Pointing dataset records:
-- begin --
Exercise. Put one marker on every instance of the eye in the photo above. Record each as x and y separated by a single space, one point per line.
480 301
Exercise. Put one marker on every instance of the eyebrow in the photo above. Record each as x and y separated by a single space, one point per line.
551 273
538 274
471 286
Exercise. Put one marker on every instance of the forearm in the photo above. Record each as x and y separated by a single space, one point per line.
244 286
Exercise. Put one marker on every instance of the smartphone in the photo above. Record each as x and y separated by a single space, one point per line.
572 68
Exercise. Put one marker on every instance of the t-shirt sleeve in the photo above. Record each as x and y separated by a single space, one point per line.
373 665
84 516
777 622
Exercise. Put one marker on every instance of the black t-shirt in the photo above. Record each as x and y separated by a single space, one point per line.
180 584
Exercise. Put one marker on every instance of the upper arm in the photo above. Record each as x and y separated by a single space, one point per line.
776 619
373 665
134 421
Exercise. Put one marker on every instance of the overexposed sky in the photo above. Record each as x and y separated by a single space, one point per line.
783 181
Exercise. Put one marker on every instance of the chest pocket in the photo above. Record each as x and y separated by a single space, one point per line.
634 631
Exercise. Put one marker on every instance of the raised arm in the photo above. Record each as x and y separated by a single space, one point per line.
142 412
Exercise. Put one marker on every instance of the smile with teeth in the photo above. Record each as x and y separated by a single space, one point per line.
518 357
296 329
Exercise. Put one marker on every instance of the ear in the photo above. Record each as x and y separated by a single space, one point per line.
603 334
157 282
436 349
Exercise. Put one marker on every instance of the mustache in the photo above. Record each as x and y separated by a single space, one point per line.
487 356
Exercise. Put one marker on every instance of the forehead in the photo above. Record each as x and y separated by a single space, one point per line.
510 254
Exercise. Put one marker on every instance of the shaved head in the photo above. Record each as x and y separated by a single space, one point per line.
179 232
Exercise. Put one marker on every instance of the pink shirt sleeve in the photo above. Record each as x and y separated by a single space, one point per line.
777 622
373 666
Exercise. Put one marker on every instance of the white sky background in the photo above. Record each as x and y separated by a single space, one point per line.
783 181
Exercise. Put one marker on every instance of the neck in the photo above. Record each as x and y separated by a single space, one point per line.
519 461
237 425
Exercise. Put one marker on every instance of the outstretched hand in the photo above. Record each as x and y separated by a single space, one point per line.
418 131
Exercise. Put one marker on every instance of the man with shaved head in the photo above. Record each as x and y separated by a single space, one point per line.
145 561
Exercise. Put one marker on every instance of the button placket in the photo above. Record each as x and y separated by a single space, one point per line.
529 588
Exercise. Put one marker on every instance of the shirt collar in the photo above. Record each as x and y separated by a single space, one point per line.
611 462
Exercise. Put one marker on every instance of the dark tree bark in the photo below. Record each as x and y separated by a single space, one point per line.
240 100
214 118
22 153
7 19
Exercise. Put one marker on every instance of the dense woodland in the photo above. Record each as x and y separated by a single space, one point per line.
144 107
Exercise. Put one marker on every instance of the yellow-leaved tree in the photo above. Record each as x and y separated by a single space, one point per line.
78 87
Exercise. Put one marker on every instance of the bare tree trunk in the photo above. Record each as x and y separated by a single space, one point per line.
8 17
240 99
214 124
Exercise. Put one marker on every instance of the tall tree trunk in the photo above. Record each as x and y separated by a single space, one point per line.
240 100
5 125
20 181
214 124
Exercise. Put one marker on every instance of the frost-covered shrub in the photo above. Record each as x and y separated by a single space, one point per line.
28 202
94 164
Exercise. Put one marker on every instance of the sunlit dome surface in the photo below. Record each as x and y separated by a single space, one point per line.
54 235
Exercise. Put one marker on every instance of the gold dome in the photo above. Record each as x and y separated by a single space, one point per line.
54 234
-- end --
-- begin --
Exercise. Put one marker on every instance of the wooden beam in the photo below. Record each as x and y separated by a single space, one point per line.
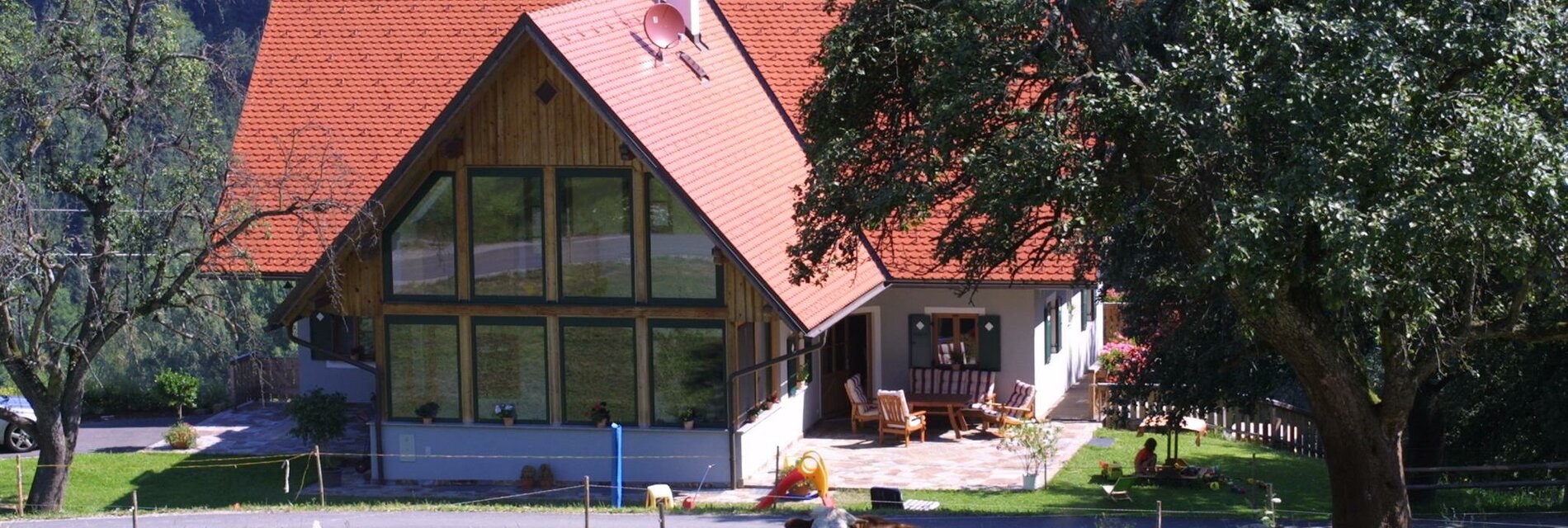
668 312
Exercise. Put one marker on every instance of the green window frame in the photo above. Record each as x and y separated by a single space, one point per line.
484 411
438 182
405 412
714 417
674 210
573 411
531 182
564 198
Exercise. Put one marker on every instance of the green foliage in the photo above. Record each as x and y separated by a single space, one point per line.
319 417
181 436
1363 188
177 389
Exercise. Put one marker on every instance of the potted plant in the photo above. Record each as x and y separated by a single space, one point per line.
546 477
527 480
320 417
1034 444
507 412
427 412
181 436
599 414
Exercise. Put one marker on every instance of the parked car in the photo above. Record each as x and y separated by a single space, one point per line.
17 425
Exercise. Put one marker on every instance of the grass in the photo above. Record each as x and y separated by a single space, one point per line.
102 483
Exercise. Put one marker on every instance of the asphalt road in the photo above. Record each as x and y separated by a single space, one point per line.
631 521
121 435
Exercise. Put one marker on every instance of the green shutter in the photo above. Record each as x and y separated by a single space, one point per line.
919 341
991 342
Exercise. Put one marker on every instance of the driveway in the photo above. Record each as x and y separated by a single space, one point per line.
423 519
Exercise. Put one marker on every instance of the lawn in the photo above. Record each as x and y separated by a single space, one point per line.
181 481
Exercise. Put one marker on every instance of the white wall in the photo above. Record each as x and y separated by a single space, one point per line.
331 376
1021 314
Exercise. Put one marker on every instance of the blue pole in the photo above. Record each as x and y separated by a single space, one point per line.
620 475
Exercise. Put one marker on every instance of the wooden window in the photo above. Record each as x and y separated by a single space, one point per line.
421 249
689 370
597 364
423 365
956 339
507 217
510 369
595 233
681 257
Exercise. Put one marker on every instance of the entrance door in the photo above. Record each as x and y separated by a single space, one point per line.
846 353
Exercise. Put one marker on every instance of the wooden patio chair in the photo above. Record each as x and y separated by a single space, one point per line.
-- end --
> DIRECTION:
Copy, word for word, only the stretch of the records above from the line containing "Exercise. Put one marker on every instance of the potted" through the line containing "Exercise. Put one marker on every instance of the wooden patio", including both of those lines.

> SOLVED PROBLEM:
Exercise. Put one marker on every instance of the potted plant in the photo above. Record each as x and y separated by a single space, one point per line.
546 477
527 480
320 417
1034 444
507 412
427 412
181 436
599 414
Exercise. Put one marker on every instance of the parked car in the photo above. Record each as x and y separated by a single space, one point per line.
17 425
Exercise. Put one marker on every instance of the grass in the photo above. Record each as x and y separated by a single space, one point per line.
102 483
Exercise. Put one marker on every instance of the asphalt road in the photo above. Record each as x and y separated by a single space, one point per line.
631 521
121 435
Exercise. Put one marker on every instance of the green shutter in the photo above. Record each as x and y separated by a single space, one point per line.
919 341
991 342
Exercise. Put one marker on every instance of the driveway in the photo above. Record each as x and y separated by a single space, one point per line.
423 519
Exercise. Put one marker on every instance of the lawn in the photo above. Record each as x and y separated by a single space, one point per line.
181 481
Exercise. Put one marker on every instance of the white wall in the photo above. Record each as x and y separated by a single space, one point per line.
331 376
1021 314
Exercise. Put one marker on every instance of the blue pole in the photo above. Record each as x and y separated by a single space, one point per line.
620 475
Exercise. Put one marker on every instance of the wooden window in the photo above. Record each as x and y separated by a single space, one point per line.
421 249
689 370
597 364
423 365
956 339
507 217
510 369
595 233
681 257
Exercise. Put one marker on every instance of the entrance door in the photo above. Record each as x and y separated by a single space, one point per line.
846 353
Exercise. Put one marker on every instance of the wooden patio chair in the photo above. Record each as x and y separated by a single space, one point per line.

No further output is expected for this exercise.